* WHAT NEEDS TO BE DONE
Starting with the line that contains "Ground the sculpture's leg" and going on through the line that contains "210 38 257 98", write those lines again, changing every "screenshot" to "image" and leaving the rest as it is.

* GIVEN ENTRIES
= = =

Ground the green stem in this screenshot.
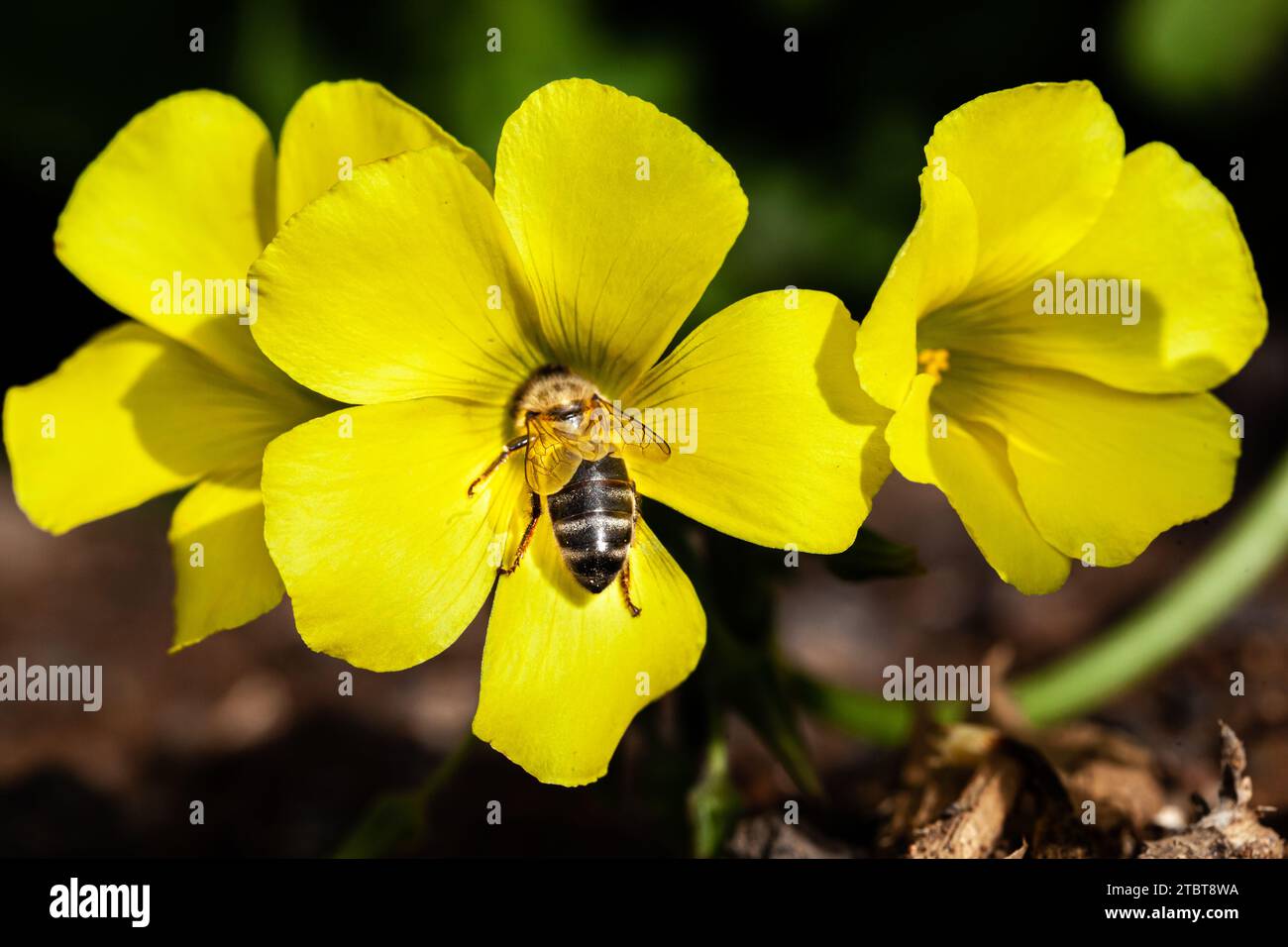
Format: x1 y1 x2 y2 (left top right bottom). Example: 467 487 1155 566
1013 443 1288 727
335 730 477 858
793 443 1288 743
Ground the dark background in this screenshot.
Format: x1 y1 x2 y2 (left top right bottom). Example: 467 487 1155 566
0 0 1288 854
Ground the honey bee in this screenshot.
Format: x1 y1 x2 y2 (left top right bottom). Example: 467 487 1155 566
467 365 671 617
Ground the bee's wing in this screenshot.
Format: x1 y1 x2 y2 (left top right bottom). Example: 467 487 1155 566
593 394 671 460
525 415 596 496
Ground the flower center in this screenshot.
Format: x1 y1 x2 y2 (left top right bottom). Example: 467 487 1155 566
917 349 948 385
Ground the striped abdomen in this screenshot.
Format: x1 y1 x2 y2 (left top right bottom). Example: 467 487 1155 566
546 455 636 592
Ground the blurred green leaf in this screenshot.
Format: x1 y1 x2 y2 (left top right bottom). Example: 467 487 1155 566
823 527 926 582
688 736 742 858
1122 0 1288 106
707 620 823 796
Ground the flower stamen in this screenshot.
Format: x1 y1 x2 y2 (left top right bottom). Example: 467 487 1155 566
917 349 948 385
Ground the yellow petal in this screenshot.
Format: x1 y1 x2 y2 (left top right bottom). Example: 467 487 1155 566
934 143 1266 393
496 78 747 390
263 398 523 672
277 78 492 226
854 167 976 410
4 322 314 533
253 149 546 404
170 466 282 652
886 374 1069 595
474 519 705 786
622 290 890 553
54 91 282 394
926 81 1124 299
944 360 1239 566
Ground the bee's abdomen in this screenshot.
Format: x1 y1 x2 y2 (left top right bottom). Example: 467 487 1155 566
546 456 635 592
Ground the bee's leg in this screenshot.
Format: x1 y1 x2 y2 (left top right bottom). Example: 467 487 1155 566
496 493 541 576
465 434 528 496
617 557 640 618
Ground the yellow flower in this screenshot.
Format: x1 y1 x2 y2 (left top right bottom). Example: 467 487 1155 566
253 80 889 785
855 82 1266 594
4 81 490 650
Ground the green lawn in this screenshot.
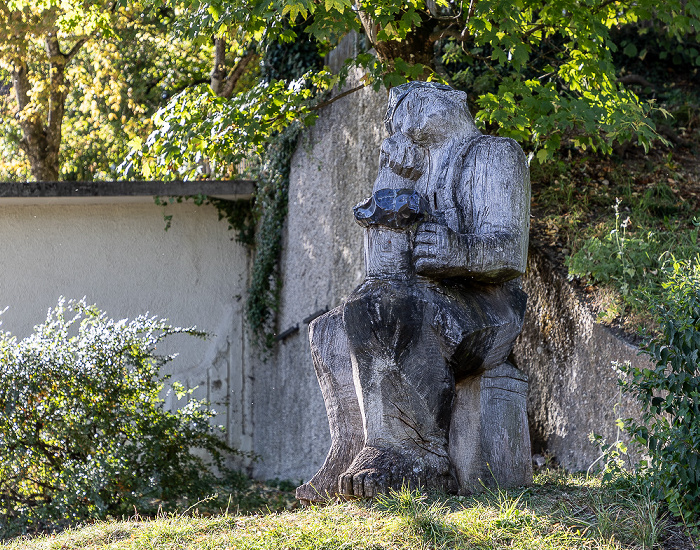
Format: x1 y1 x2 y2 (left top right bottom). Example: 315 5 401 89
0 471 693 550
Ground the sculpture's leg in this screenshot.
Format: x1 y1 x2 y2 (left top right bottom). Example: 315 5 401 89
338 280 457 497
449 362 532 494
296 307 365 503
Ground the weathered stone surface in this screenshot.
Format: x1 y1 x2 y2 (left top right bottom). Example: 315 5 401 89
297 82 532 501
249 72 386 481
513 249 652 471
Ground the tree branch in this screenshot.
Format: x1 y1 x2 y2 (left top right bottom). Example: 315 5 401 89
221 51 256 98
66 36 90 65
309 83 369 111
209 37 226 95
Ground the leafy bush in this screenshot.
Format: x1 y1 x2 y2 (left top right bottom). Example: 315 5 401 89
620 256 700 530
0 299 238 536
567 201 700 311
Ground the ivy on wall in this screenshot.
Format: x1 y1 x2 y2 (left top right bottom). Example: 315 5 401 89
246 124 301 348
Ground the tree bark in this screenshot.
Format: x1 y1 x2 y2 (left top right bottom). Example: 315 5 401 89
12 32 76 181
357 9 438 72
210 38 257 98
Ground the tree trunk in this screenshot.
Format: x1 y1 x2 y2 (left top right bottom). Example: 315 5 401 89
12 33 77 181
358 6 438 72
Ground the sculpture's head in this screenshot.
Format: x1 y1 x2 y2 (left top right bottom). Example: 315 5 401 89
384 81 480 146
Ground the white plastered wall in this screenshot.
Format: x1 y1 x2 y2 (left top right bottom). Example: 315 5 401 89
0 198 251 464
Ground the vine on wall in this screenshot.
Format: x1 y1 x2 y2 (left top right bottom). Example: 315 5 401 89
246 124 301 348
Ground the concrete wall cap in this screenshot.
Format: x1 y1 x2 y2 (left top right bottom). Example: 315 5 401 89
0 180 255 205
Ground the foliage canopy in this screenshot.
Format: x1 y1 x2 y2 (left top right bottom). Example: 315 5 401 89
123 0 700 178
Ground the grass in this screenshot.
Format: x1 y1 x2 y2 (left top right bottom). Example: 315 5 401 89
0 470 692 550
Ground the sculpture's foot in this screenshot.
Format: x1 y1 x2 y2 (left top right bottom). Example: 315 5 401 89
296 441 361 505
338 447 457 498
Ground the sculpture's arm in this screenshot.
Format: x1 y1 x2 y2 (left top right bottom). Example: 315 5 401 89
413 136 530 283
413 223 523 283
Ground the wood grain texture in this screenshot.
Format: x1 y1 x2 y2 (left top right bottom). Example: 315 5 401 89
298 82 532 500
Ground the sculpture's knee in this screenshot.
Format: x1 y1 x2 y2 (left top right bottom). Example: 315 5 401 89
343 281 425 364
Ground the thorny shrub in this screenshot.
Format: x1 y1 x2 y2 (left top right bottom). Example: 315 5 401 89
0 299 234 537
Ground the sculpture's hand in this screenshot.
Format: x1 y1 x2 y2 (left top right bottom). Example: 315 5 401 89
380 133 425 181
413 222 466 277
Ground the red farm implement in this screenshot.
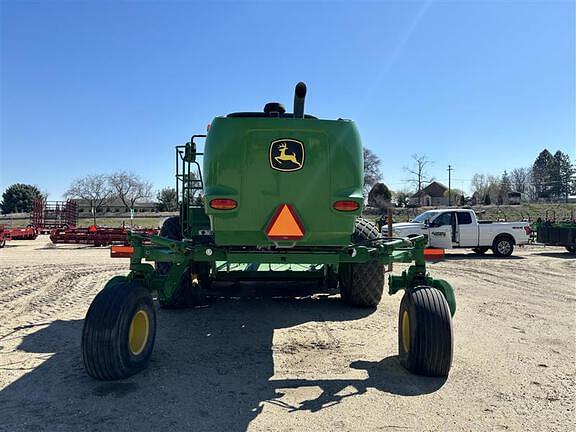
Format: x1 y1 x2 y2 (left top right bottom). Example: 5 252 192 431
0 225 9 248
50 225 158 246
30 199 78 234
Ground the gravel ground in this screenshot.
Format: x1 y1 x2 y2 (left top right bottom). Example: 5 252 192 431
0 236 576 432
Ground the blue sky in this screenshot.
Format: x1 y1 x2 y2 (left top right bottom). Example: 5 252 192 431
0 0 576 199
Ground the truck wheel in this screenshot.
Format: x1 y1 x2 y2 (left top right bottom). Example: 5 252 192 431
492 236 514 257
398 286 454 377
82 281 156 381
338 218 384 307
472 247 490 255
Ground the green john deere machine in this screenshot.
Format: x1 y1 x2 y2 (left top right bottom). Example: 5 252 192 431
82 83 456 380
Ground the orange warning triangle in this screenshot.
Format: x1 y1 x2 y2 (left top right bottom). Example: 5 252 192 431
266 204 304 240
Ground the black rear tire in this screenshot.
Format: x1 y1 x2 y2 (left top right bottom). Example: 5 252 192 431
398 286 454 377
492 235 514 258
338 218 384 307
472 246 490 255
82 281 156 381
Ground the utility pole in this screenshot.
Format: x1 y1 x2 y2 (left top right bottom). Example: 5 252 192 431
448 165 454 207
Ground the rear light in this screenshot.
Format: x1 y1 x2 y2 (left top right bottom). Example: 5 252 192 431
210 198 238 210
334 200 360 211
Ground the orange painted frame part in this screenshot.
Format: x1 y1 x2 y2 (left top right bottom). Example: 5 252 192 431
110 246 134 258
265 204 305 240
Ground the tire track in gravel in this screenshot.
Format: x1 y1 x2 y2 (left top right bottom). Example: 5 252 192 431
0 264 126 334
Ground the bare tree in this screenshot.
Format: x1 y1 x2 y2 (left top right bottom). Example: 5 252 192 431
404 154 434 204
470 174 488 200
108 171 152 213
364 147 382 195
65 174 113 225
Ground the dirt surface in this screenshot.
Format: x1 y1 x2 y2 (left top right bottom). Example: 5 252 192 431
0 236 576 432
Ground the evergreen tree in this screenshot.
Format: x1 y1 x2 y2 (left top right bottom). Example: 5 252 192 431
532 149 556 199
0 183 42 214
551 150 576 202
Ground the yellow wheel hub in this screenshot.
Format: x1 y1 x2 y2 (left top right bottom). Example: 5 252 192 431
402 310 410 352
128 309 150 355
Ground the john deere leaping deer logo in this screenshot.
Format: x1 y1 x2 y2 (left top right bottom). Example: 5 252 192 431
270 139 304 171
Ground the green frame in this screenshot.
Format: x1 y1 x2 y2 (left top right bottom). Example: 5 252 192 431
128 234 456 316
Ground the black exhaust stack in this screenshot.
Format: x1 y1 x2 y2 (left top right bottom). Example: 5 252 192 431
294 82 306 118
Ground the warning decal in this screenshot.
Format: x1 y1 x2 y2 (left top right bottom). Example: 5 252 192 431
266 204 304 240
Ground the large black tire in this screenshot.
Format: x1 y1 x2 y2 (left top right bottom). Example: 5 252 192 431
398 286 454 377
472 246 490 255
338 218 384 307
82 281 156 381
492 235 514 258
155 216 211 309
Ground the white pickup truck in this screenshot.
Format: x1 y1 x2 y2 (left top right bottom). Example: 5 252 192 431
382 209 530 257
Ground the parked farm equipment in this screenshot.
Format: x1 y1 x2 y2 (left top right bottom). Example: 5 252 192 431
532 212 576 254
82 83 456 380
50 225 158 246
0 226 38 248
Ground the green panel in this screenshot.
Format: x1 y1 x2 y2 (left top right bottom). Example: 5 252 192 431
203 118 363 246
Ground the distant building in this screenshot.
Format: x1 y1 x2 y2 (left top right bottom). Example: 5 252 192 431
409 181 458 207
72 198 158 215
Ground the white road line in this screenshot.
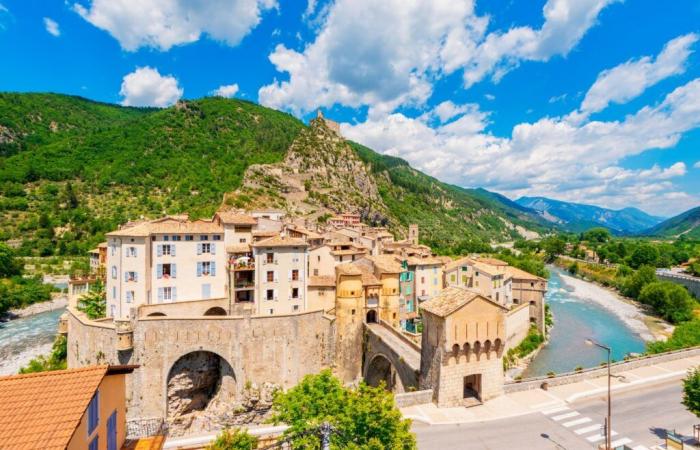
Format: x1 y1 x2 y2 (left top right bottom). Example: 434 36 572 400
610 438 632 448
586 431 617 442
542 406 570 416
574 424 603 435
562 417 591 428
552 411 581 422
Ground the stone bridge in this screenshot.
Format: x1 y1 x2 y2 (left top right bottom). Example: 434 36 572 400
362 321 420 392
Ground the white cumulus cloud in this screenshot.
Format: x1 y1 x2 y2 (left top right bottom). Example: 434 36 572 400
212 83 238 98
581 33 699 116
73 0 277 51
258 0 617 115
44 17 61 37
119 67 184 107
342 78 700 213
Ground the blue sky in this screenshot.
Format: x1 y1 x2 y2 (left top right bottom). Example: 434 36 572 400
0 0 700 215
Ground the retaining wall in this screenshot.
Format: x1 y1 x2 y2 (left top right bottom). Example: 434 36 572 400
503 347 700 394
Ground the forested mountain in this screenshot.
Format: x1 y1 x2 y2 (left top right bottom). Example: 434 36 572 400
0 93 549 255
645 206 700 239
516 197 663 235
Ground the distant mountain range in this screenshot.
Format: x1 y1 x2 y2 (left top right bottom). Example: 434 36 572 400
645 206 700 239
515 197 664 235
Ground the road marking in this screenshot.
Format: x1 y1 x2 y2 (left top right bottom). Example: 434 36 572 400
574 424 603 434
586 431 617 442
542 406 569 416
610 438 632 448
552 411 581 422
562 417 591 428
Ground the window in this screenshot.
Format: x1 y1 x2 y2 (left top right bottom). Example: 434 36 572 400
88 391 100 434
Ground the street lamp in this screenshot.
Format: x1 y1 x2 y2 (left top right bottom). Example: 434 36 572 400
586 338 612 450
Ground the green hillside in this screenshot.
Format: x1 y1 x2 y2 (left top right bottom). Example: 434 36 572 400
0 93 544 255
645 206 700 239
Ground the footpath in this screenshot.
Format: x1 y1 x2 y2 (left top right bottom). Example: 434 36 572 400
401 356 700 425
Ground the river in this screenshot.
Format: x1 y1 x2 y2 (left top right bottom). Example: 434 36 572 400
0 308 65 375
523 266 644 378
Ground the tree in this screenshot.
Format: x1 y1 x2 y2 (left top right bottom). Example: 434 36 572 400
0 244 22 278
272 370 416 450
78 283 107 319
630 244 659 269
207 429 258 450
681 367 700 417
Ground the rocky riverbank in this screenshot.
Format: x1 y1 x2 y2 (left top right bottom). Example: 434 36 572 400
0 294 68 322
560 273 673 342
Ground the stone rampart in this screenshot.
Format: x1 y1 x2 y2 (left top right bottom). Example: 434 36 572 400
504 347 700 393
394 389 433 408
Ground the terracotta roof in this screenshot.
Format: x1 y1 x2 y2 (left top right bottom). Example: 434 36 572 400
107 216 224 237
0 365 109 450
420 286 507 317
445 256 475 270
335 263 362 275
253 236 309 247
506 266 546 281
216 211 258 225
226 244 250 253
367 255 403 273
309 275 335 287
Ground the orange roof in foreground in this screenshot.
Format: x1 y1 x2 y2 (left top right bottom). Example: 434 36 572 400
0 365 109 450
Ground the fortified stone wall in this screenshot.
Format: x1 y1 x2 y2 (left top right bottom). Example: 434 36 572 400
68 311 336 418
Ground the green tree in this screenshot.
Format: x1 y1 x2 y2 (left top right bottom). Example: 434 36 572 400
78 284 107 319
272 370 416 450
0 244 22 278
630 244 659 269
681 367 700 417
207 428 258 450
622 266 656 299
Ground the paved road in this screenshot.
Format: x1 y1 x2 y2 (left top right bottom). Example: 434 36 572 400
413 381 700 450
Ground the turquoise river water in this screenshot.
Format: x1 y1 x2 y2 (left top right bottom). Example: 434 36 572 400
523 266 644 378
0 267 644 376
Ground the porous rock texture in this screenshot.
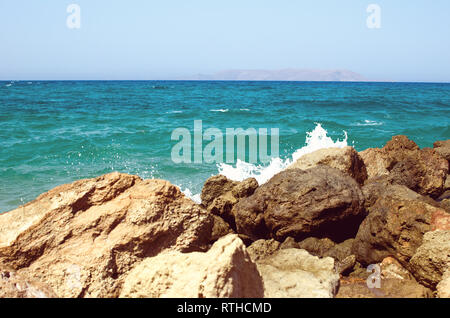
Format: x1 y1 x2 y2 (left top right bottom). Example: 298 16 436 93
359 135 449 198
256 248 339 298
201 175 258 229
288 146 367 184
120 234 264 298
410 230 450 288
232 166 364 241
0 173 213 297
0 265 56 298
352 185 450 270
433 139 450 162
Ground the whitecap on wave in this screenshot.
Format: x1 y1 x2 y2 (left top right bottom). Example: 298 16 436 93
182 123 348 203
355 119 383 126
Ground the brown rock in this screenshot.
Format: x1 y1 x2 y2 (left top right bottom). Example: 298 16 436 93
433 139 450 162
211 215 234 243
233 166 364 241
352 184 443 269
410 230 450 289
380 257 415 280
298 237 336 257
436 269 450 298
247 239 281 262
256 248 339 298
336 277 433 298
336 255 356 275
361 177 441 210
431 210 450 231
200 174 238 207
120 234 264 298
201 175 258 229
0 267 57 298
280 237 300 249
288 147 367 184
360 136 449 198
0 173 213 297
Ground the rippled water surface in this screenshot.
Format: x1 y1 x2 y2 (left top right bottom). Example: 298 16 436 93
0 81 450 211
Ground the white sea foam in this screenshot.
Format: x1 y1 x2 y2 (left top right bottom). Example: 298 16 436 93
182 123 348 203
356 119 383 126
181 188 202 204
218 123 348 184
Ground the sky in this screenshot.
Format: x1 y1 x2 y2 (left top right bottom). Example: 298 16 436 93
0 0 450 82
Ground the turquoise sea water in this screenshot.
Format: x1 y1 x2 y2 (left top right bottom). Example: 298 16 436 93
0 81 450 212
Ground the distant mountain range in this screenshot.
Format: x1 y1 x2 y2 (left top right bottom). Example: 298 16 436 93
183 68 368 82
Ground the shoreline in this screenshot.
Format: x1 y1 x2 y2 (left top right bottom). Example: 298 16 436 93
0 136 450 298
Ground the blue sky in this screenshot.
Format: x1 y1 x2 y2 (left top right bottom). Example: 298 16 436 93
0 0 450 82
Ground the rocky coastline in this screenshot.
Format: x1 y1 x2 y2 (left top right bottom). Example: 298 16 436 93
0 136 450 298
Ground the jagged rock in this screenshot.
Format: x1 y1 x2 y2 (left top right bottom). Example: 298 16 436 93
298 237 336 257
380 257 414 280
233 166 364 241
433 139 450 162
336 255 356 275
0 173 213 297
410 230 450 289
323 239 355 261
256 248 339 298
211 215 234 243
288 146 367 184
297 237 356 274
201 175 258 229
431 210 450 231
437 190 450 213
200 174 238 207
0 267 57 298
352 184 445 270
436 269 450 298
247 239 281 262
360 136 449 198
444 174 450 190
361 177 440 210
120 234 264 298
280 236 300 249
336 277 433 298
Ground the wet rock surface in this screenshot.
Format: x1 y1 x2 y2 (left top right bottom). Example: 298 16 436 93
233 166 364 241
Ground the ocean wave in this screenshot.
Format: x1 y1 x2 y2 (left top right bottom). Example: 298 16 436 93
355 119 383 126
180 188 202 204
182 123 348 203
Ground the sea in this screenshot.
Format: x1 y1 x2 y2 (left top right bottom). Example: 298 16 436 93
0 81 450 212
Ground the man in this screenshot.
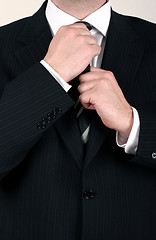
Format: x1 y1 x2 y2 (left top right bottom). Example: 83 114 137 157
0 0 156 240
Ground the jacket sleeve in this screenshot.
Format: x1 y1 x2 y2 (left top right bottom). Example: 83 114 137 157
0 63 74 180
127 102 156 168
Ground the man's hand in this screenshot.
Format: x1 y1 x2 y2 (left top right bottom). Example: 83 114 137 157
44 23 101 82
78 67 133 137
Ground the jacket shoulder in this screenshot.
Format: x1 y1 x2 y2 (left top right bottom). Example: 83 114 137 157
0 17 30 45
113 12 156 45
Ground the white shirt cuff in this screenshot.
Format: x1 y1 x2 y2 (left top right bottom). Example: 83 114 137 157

= = =

* SOLUTION TO THIS EXERCISE
Ground the sculpture's leg in this image.
Format: x1 y1 x2 y2 (left top right bottom). Example: 315 5 401 89
338 280 457 497
449 362 532 494
296 307 365 503
Ground the weathered stone surface in this image.
Format: x1 y1 x2 y2 (left top right bottom). Example: 315 5 401 89
297 82 532 501
249 72 386 481
513 249 652 471
Ground the tree branch in this image.
Format: x1 y1 x2 y2 (left top right bottom). Example: 315 5 401 89
221 51 256 98
66 36 90 65
309 83 369 111
209 37 226 95
Ground the leafy bush in this image.
Format: x1 y1 x2 y2 (left top right bottom). Example: 315 5 401 89
620 256 700 530
0 299 238 536
567 201 700 311
Ground the ivy on wall in this image.
Format: x1 y1 x2 y2 (left top right bottom). Example: 315 5 401 89
246 124 301 348
Ground the tree bark in this image.
Format: x1 y1 x2 y2 (left top right bottom). Example: 315 5 401 89
12 32 76 181
357 9 438 72
210 38 257 98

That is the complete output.